====== RECORDS SHOWN ======
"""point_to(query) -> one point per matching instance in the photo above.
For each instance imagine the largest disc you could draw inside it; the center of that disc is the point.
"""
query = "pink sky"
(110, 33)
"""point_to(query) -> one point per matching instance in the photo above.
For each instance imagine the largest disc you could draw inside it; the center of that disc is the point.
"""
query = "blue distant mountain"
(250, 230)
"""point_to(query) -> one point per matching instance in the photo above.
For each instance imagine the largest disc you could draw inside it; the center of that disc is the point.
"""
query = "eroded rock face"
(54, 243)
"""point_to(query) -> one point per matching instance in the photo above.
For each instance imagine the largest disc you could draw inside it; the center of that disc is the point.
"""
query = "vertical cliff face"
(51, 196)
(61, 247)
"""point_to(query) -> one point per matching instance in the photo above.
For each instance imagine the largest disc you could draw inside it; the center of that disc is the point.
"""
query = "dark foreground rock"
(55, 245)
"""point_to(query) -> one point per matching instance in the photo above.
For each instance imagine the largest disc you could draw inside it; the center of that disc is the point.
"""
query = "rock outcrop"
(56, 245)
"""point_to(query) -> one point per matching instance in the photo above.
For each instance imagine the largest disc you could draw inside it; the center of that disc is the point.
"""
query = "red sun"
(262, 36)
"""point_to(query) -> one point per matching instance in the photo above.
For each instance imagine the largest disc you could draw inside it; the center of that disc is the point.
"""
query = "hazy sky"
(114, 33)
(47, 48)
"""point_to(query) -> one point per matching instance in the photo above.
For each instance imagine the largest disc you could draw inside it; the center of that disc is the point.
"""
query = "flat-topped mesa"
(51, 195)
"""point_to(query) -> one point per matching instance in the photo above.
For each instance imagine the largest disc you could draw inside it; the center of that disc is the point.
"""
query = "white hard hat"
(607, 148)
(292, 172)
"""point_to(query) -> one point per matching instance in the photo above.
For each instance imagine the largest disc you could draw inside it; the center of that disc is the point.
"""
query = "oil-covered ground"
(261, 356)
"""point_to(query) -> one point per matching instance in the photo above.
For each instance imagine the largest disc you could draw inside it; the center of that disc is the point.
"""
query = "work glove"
======
## WORK INSTRUCTIONS
Reply with the complete records, restated exactly.

## EXERCISE OUTPUT
"""point_to(query) -> one point per matching instance in the photo above.
For each instance imagine the largest disc you could draw inside it; the center of that disc is the point.
"""
query = "pink sky"
(110, 33)
"""point_to(query) -> one point per matching instance in the photo above.
For each instance imagine the largest disc you could draw inside it; the center of that disc is the point.
"""
query = "blue distant mountain"
(250, 230)
"""point_to(query) -> one point per matching instance in the photo above.
For each instance imagine the largest disc you could draw inside it; the center of that disc is the point.
"""
query = "eroded rock face"
(54, 243)
"""point_to(query) -> one point per matching instance in the photo above.
For each instance imagine the largest disc you could draw inside it; the center of that disc is the point.
"""
query = "vertical cliff face"
(51, 196)
(61, 247)
"""point_to(query) -> one point per matching instance in the photo above.
For each instance imagine the largest disc you could draw inside it; the center of that disc is the point.
"""
query = "dark foreground rock"
(55, 245)
"""point_to(query) -> one point per matching instance in the photo above.
For each instance imagine the largest disc you could draw inside it; the center of that disc is the point.
"""
query = "rock outcrop"
(56, 245)
"""point_to(query) -> one point per matching instance in the photo above.
For each instance imagine the largest disc you could draw inside it; the center of that disc is the point.
"""
query = "red sun"
(262, 36)
"""point_to(query) -> one point per matching instance in the photo above.
For each instance imagine the largest disc you could draw inside it; the center of that disc is the point.
"""
query = "hazy sky"
(114, 33)
(47, 48)
"""point_to(query) -> one point per matching instance in the photo above.
For each instance imagine the largest disc you could draw inside it; the center of that disc is the point.
"""
query = "flat-topped mesa"
(51, 195)
"""point_to(query) -> one point per matching instance in the photo above.
For each instance imagine the largest disc you could draw inside it; the center of that disc is the point.
"""
query = "white hard hat"
(607, 148)
(292, 172)
"""point_to(query) -> one point per matching instance in the photo above.
For each instance imagine the largest disc you could draw inside it; the center of that disc is the point.
"""
query = "oil-covered ground"
(261, 356)
"""point_to(query) -> one point per matching instance in the photo above.
For each instance imagine the largest disc you could draw inside it; the center of that disc is the point.
"""
query = "work glove"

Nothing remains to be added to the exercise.